> [TASK OBJECTIVE]:
Can you pull out every line in the entries below that contains the word "flower"? Case matters.

> [INPUT ROWS]:
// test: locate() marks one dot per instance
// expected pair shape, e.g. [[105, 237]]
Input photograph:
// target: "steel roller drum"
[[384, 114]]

--

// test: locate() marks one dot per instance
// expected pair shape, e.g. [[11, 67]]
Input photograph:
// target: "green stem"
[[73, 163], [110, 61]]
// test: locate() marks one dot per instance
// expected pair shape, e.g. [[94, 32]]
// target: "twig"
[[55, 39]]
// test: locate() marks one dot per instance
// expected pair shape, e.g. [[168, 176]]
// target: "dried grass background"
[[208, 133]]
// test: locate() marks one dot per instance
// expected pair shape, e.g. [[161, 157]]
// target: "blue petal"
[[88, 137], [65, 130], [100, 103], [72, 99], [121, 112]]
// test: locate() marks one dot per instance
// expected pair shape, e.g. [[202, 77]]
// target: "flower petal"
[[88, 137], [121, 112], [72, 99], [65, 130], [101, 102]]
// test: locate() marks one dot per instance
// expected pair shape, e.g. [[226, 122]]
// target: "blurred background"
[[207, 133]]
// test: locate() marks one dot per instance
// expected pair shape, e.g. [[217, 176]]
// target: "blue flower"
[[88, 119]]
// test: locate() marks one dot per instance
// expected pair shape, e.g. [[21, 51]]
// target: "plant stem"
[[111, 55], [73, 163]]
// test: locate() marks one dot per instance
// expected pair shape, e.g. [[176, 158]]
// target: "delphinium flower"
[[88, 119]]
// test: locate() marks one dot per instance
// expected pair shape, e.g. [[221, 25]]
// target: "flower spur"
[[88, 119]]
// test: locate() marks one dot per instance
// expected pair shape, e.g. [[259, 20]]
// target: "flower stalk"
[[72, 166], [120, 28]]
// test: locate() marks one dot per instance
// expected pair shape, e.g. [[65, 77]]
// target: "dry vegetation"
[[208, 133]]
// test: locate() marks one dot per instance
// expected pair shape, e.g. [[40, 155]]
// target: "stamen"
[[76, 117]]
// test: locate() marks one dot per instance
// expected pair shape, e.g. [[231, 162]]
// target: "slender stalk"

==

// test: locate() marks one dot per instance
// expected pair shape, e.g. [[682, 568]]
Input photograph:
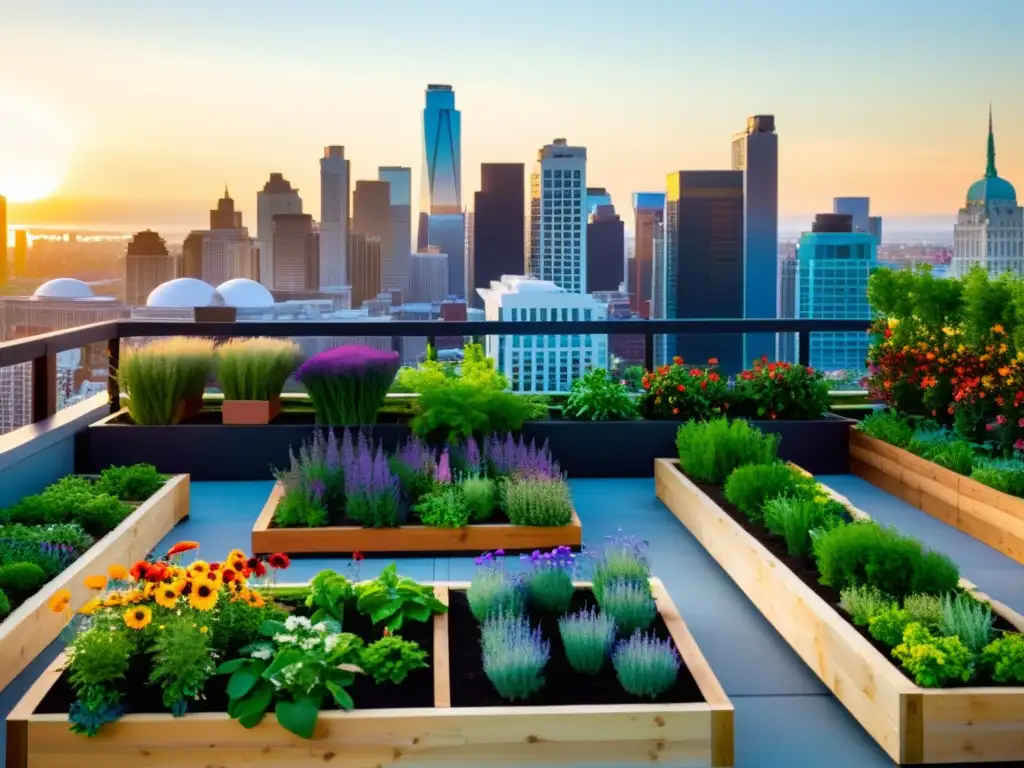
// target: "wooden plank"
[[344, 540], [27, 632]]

> [OUTPUT BELOW]:
// target: "flower petal"
// target: "blue flower"
// target: "delphinium flower"
// target: "flower spur"
// target: "flower stalk"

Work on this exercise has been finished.